--- Start Data in this exercise ---
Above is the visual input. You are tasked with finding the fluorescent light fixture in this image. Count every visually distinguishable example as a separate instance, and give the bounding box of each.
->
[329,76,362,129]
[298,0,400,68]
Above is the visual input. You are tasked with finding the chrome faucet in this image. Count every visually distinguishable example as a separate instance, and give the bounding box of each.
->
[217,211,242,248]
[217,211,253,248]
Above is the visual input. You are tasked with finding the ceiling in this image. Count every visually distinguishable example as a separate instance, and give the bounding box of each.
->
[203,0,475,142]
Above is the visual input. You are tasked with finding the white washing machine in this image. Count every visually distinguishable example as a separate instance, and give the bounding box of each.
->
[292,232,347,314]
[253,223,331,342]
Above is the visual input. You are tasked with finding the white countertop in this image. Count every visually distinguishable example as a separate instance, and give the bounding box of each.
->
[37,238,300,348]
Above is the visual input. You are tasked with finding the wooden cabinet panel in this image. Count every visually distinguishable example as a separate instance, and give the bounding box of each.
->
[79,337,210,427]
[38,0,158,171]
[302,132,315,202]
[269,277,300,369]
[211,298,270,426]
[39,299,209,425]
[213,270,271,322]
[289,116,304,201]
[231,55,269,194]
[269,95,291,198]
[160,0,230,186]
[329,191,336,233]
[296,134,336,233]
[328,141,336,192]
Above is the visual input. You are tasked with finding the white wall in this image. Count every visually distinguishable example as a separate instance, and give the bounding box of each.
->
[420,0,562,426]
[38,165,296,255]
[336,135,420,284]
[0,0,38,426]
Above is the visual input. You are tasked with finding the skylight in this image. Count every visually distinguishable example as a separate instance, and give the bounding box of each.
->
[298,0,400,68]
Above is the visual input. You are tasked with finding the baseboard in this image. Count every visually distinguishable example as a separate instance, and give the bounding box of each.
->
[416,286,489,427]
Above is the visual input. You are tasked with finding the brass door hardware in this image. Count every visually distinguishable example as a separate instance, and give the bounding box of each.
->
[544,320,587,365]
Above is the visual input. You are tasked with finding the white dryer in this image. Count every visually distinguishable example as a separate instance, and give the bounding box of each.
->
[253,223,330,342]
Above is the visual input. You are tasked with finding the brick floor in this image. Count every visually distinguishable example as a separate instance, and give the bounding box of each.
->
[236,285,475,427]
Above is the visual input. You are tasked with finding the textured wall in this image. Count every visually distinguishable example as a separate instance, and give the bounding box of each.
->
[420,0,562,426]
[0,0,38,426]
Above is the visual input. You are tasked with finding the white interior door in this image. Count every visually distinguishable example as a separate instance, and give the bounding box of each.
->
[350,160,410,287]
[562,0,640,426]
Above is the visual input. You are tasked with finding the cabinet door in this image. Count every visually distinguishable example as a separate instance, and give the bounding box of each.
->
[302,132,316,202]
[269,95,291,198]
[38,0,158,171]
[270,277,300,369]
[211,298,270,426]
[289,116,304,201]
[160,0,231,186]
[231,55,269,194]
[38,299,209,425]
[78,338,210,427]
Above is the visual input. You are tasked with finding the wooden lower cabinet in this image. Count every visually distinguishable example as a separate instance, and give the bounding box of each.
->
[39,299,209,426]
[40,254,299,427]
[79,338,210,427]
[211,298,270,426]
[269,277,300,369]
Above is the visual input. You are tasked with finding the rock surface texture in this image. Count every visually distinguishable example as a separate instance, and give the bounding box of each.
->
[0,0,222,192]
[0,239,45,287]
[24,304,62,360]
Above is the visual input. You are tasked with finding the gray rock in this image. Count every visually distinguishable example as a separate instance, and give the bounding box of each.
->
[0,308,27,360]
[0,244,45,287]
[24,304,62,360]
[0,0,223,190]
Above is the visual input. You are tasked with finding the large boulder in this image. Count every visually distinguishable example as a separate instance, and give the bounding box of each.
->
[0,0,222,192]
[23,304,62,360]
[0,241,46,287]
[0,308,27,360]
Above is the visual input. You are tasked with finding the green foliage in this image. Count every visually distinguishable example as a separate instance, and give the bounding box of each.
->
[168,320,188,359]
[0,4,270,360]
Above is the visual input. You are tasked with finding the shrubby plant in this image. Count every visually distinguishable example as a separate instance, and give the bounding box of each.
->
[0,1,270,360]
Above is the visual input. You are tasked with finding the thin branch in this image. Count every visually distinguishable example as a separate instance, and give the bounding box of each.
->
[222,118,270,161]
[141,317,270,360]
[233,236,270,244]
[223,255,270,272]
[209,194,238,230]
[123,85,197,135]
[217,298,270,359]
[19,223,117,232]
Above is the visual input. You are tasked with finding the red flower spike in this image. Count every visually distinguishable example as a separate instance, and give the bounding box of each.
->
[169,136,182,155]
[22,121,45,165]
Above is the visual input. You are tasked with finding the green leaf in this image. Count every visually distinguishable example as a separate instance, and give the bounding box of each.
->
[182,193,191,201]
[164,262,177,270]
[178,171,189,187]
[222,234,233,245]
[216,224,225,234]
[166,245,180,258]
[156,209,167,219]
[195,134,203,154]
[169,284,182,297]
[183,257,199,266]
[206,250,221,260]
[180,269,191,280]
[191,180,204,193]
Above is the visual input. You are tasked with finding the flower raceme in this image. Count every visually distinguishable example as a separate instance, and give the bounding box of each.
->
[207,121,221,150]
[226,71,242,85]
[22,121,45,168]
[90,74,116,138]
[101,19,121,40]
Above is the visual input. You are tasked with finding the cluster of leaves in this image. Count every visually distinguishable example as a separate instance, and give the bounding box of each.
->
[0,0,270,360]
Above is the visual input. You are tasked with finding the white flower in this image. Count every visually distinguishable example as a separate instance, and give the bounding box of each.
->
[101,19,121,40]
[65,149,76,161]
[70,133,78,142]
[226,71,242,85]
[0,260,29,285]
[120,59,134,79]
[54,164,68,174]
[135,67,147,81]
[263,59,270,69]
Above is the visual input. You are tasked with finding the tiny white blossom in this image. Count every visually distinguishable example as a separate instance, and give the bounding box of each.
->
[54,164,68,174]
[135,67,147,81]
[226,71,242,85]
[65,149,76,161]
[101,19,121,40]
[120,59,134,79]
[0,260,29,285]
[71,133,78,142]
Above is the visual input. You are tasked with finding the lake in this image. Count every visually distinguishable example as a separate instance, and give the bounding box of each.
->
--- End Data in this exercise ---
● **Given problem**: Copy out the lines from the one containing "finding the brick" through the one containing "[236,285,475,427]", inclusive, shifting every bounding-box coordinate in them up by 105 and leaving all other text unchanged.

● **Reply to the task**:
Above is the visual input. You are tasked with finding the brick floor in this image. Count every visually distinguishable example as a separate instance, and give the bounding box of each.
->
[341,390,580,532]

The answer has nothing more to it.